____ Supplied passage

It is ironic that this work was published in Journal of Business Ethics. Furthermore who says that BLOGS sponsored by George Soros or NASA are not Astroturf sites since they are paid to spout the party line
R. Gates says:
July 11, 2011 at 5:19 pm
” “People are realizing…” can only mean they are being pursuaded by others as the average person is in no position to realize whether or not there is a true anthropogenic signal amongst all the climate data.”
————————
Perhaps you are right, but there are somewhat more out there with experience in writing reports and making decisions as to what to include and what not to; as whether a computer program was written to arrive at a pre-determined conclusion, regardless of the data it is given. Climategate expanded the debate to a wider audience and exposed the kind of things more people have experience with.
R. Gates says:
July 11, 2011 at 5:19 pm
There are probably only a few thousand people in the world really qualified to look at the actual data with a trained and educated eye and draw any sort of conclusion at all. Finding the anthropogenic climate signal amongst all the other noise and forcings requires a highly educated individual.
————————
BREAKTHROUGH!!!
You have just made the ultimate skeptic’s point. If it is so difficult to tease out the anthropogenic effect, it cannot be possibly be (practically) significant. (And as my statistics professors drummed into my head, there is a big difference between statistical significance and practical significance.)
That is, even if there is a real physical anthropogenic effect (which few here would deny) and it is large enough to separate out from natural variations, if it takes such sophisticated techniques to tease out from natural variation, it is practically insignificant compared to the natural variation.
And the Huffington Post [their investigative journalism arm] is getting lots of money from none other than currency buster George Soros….So?
Very nicely done hatchet job. Let’s see if I can summarize:
1) No examples of actual astroturf sites.

________

● What is being asked: Supply the next part of the comment thread on astroturf sites and the anthropogenic climate signal, starting right after the line "1) No examples of actual astroturf sites."

____ Recorded data

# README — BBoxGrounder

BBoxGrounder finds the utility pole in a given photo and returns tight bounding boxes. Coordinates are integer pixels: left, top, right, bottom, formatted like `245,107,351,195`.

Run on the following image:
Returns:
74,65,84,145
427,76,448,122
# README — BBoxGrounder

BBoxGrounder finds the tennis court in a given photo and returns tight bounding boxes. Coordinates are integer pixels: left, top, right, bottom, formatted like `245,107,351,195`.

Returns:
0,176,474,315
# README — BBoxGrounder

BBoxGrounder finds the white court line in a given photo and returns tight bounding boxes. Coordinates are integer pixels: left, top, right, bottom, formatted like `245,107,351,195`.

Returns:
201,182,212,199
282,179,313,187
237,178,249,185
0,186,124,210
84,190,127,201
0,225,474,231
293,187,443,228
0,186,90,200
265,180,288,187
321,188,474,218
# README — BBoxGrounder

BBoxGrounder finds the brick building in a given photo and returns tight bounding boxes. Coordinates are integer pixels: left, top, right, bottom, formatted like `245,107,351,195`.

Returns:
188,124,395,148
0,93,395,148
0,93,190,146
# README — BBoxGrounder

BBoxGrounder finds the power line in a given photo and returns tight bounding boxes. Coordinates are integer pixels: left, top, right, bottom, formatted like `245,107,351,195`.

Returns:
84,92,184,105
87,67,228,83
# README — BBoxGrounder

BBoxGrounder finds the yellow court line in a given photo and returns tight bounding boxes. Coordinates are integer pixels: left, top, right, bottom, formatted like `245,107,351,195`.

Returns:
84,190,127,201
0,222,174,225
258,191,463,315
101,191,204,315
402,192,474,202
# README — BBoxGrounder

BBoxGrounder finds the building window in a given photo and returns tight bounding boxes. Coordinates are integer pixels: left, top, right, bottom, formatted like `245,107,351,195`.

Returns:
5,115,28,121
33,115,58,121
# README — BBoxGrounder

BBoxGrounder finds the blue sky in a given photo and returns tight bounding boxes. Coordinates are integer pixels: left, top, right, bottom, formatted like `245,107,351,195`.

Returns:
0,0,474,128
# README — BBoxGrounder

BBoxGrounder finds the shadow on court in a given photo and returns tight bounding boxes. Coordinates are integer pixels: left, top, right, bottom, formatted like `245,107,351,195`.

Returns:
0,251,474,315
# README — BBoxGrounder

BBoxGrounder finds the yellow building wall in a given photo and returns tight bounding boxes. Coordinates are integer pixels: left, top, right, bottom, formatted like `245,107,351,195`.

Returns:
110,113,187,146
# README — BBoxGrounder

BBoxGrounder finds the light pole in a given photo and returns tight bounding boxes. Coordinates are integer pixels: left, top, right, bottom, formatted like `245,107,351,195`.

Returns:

________

● Answer space:
2) Study presumes that “corporate polluters” are incented to undermine AGW theory, yet presents no evidence to support this assumption.
3) Not one example of an actual “corporate polluter” who would be thus inclined, let alone any evidence of one actually involved in such activities.
4) No evidence what so ever that any skeptic site, not even a single example, is funded or influenced in any way by “corporate polluters”.
They’ve invented a crime, invented the evidence, invented the criminal, and found the criminal guilty. Sadly for them, even in a scenario of invented crime and evidence, the invented AGW proponents were not as pursuasive as the invented AGW skeptics. Perhaps the facts speak for themselves?
the left claimed the Tea Party was astroturf (lol) and pelosi claimed the angry New Yorkers protesting at the proposed mosque were astroturf…its just silly…and this from the party that we know hired ACORN types and put them on a bus to demonstrate in front of bank administrators’ houses and bussed in thousands of out of town and out of state thugs to demonstrate in Wisconsin….what a joke…
R. Gates is hilarious. Gore said more frequent and more violent hurricanes. The Met office said “barbeque summers. Suzuki said “in ten years we will have catastrophic warming ( he said that 25 years ago, LOL). It does not take a “highly educated person” to see this for what it is. I don’t need to astroturf anybody. I think the proponents of AGW do.